**TEXTE À LIRE:**
Œuvre

Les hommes cruels ne courent pas les rues (1990)

Que j'aime quand il me regarde avec des yeux qui m'écoutent. Qui me disent que je suis unique.
Je parle, je parle, et la douleur s'estompe. Ma peine devient légère. Presque douce à savourer. Sucrée comme une friandise convoitée. Une vieille blessure que je lèche, appliquée et gourmande. C'est plus tard que la douleur surgira.
J'ai beaucoup d'estime pour les gens patients. A mes yeux, ce sont les vrais sages d'aujourd'hui. Des presqu'en sains. Il faut garder son âme bien groupée pour atteindre l'état de patience.
C'est pas la vie de vivre dans un rétroviseur. La vie, faut aller la chercher où elle se trouve. En avant. Et pas faire le tri. Tout prendre. Avec appétit. Sans rougir.
Les hommes gentils, on les aime beaucoup mais... vous connaissez une femme qui a perdu la tête pour un gentil garçon ? moi non.
Mon chagrin je me le garde au chaud, pour moi toute seule. C'est à ce prix-là qu'il reste entier et vivant. Quand j'en parle, j'ai remarqué, il s'évapore. Il ne veut plus rien dire.
C'est le problème des gens qui réfléchissent trop : ils se retournent, et y a plus personne pour les suivre.

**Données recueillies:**
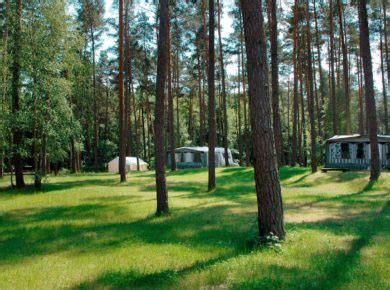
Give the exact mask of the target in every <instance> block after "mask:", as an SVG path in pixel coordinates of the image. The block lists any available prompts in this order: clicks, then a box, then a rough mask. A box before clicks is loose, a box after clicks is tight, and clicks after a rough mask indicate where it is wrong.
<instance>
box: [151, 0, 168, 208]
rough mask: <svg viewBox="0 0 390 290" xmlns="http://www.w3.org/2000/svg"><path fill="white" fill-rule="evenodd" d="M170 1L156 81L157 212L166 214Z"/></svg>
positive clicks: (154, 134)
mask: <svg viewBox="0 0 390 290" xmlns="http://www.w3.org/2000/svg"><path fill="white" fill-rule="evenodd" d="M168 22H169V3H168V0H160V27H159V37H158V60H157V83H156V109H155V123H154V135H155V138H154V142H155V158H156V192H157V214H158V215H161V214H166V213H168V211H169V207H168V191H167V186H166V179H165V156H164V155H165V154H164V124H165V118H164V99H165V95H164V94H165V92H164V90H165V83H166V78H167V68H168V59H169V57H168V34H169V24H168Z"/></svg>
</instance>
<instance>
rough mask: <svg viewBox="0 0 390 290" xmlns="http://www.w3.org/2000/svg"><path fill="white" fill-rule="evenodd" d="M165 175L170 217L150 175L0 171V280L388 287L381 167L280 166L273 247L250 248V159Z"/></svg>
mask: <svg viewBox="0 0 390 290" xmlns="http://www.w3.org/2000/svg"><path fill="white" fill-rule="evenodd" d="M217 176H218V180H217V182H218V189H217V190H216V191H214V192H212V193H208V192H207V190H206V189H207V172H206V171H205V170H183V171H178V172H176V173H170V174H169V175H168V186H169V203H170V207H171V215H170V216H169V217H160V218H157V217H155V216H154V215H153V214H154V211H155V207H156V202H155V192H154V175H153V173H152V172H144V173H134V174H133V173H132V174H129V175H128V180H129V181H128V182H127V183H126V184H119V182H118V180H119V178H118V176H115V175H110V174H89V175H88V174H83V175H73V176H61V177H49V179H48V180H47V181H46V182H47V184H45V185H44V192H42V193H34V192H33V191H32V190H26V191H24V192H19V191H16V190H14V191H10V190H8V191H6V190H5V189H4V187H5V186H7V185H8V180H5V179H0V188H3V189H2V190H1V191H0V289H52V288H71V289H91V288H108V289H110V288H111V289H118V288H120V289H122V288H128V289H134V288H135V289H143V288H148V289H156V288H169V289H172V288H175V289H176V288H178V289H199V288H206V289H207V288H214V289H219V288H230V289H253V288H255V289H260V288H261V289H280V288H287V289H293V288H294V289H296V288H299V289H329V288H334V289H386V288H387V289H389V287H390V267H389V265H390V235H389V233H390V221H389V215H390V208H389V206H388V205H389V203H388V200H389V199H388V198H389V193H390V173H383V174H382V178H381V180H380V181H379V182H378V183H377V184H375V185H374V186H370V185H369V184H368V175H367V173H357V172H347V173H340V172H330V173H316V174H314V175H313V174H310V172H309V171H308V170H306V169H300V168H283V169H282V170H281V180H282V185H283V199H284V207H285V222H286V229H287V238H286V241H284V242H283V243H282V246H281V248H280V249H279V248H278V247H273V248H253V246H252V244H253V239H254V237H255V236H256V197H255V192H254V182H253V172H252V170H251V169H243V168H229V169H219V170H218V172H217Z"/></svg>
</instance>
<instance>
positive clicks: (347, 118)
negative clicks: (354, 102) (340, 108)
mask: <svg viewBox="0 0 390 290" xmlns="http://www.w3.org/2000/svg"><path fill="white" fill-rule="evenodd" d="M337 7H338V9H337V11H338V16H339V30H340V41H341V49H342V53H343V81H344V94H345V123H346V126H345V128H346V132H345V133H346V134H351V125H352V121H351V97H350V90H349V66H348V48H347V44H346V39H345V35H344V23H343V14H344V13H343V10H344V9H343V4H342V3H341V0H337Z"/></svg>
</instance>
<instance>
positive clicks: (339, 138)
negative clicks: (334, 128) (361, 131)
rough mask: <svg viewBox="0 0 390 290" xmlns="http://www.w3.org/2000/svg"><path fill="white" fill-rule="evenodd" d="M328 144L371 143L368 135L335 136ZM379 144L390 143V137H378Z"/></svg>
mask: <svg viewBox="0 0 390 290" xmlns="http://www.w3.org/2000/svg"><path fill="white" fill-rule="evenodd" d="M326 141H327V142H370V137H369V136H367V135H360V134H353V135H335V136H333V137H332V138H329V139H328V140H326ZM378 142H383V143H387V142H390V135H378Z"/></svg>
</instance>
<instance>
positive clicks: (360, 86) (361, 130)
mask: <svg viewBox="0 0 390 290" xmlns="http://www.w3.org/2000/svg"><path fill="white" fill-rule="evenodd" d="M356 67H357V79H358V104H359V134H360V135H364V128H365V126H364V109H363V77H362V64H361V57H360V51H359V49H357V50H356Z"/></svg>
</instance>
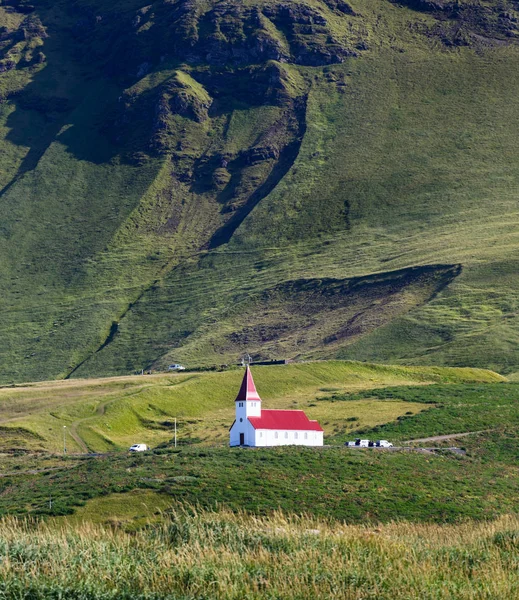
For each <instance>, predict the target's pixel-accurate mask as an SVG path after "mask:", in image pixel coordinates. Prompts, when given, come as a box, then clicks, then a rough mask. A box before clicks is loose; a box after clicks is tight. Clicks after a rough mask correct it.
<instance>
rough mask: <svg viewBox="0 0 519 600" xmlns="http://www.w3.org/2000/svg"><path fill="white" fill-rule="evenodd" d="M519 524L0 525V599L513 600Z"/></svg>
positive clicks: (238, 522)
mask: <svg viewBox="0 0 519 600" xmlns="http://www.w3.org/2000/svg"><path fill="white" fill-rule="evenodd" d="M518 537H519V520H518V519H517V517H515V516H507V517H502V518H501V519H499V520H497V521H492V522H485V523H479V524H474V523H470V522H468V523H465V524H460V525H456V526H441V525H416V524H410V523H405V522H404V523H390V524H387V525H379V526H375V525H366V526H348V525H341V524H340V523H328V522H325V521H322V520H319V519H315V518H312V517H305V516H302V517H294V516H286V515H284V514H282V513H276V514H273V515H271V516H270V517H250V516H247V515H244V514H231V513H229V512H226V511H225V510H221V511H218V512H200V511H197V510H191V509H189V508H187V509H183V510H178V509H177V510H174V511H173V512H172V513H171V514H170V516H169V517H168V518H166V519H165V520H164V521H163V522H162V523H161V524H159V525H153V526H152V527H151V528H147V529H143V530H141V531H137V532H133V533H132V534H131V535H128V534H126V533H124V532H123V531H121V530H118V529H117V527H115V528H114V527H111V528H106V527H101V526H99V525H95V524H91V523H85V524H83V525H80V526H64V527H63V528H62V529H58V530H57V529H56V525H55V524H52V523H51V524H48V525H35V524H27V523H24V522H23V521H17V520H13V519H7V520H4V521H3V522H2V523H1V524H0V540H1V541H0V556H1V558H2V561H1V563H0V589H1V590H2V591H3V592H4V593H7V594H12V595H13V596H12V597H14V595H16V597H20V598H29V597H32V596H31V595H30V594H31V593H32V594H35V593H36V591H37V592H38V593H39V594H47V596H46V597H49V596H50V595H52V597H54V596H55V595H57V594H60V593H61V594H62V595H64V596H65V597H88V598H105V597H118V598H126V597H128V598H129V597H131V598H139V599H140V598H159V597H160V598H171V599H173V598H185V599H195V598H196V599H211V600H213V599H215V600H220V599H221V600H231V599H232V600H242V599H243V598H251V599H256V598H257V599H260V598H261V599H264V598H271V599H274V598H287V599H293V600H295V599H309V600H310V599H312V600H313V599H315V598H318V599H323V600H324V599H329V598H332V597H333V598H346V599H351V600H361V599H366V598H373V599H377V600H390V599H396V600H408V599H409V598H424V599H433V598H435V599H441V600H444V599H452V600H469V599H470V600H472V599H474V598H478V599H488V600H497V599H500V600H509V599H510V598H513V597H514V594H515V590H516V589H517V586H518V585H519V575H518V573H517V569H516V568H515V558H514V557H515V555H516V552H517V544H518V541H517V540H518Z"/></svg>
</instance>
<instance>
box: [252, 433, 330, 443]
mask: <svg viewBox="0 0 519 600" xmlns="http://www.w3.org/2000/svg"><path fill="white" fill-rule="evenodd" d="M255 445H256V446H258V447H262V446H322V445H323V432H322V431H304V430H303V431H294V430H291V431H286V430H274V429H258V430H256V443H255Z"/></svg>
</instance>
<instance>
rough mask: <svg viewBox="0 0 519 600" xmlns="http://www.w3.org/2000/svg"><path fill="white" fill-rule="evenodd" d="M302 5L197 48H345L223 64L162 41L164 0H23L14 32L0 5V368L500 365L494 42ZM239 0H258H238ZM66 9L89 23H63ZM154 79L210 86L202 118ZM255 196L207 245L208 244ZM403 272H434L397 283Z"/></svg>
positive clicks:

**CONSIGNES:**
a. Dans le texte, relevez les adjectifs qui qualifient « Ma peine » dans la phrase qui commence par ces mots et dans les deux phrases qui la suivent.
b. Recopiez tout le passage du texte, de « Que j'aime quand » jusqu'à « appétit. Sans rougir. ».

**RÉPONSES:**
a. légère, douce, sucrée

b.
Que j'aime quand il me regarde avec des yeux qui m'écoutent. Qui me disent que je suis unique.
Je parle, je parle, et la douleur s'estompe. Ma peine devient légère. Presque douce à savourer. Sucrée comme une friandise convoitée. Une vieille blessure que je lèche, appliquée et gourmande. C'est plus tard que la douleur surgira.
J'ai beaucoup d'estime pour les gens patients. A mes yeux, ce sont les vrais sages d'aujourd'hui. Des presqu'en sains. Il faut garder son âme bien groupée pour atteindre l'état de patience.
C'est pas la vie de vivre dans un rétroviseur. La vie, faut aller la chercher où elle se trouve. En avant. Et pas faire le tri. Tout prendre. Avec appétit. Sans rougir.